## TEXTO SELECIONADO

>>>

Viola mostra que faz o que deve ser feito |
Steve McQueen
ainda tem poucos filmes na carreira, mas está entre os diretores que fazem
alguns dos trabalhos mais interessantes destes tempos. Seus dois filmes
anteriores, “12 anos de escravidão” (2013) e “Shame” (2011) são dois ótimos trabalhos.
O primeiro conta a história de um homem livre que morava em Nova York, mas é
sequestrado, levado para o sul, onde torna-se escravo e leva 12 anos para ser
libertado. O segundo conta a história de um homem que não cultiva qualquer tipo
de relacionamento e apenas alimenta seu vício desvairado por sexo, o que o faz
mergulhar nas profundezas em busca de cada vez mais prazer.

<<<

## MATERIAL FORNECIDO

>>>

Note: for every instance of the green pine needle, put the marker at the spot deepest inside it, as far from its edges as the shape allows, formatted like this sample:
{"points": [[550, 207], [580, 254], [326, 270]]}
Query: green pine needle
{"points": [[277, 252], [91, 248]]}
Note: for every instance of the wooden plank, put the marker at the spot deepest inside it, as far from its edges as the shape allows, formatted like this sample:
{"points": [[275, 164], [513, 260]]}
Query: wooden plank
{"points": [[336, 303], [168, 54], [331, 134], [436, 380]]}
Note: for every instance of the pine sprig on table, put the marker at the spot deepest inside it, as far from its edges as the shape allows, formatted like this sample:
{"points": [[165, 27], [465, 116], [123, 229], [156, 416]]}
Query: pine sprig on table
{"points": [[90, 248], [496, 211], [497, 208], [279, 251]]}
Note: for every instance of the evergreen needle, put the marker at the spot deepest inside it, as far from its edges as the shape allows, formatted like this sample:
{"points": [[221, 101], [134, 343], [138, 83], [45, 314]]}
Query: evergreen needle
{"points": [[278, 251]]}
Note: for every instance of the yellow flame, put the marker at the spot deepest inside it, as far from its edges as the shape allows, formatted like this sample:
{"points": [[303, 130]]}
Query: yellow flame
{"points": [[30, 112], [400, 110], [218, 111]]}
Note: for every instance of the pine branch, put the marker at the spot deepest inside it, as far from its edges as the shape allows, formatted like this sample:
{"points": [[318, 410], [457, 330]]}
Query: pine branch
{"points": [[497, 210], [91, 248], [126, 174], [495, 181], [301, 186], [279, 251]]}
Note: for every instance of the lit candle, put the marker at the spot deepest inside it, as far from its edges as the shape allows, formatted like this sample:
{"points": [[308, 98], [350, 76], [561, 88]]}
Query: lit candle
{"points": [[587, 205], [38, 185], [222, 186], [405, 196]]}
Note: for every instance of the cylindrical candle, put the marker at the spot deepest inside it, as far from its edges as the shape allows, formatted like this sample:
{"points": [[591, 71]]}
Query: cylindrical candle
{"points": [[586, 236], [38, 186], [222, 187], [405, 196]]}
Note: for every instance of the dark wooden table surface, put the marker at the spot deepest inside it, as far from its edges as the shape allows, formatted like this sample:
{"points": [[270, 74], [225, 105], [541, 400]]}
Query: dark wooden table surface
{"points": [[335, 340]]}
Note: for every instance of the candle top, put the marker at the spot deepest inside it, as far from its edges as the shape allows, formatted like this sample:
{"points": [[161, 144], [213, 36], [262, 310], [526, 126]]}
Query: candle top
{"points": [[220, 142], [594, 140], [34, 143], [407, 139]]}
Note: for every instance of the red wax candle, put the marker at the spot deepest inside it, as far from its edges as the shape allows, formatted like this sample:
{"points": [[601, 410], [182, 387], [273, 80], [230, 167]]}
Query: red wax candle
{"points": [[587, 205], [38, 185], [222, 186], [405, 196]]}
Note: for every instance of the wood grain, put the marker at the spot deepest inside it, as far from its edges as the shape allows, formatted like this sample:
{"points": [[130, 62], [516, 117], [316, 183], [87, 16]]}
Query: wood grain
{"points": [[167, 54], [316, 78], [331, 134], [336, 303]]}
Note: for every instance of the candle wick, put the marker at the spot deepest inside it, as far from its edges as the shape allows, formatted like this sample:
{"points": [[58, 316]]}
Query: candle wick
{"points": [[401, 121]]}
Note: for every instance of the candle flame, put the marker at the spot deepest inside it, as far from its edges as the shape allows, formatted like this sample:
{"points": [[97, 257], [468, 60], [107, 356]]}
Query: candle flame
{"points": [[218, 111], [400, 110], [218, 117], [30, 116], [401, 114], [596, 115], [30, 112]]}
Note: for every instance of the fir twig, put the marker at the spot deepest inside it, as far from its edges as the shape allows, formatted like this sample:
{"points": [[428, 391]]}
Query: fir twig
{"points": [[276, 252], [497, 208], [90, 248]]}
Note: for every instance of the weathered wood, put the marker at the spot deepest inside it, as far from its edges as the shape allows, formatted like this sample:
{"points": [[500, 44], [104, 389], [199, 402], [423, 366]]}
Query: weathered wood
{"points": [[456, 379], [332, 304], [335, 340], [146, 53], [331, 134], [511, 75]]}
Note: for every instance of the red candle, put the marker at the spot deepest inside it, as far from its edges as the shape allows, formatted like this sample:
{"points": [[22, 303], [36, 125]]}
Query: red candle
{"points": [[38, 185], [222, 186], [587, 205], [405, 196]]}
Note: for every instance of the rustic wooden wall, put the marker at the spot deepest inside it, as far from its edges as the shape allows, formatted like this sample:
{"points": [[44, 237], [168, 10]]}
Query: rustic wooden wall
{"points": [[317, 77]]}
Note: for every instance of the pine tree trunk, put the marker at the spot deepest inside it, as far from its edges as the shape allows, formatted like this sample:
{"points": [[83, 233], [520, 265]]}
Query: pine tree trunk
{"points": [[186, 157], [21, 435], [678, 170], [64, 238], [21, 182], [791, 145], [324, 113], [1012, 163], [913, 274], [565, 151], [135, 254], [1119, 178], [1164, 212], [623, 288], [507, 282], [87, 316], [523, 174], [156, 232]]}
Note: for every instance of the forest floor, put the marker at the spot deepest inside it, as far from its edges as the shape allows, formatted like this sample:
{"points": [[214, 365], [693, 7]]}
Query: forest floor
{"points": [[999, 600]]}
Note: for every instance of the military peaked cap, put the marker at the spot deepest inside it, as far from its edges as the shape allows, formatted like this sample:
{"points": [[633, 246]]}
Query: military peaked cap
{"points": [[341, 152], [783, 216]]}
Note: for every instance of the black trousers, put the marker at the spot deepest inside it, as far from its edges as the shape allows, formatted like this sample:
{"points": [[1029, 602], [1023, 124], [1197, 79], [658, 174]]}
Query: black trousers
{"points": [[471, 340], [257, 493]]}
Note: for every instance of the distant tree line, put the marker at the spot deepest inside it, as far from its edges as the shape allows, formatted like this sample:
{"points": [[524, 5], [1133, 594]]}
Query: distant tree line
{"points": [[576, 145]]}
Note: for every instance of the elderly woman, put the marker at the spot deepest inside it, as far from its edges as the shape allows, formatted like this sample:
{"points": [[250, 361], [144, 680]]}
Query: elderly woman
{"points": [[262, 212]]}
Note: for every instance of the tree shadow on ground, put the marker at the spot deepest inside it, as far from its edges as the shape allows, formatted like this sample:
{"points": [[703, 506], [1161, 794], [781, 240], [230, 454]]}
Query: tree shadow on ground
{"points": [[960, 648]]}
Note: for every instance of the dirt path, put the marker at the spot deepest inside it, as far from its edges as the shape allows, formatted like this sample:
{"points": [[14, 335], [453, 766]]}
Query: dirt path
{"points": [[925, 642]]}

<<<

## TAREFA PROPOSTA
Reproduza sem alterações o trecho do texto sobre os filmes de Steve McQueen que começa nas palavras com "O primeiro conta" e termina em "vez mais prazer.". A listagem foi tirada de outra fonte.

## RESPOSTA ESCRITA
O primeiro conta a história de um homem livre que morava em Nova York, mas é
sequestrado, levado para o sul, onde torna-se escravo e leva 12 anos para ser
libertado. O segundo conta a história de um homem que não cultiva qualquer tipo
de relacionamento e apenas alimenta seu vício desvairado por sexo, o que o faz
mergulhar nas profundezas em busca de cada vez mais prazer.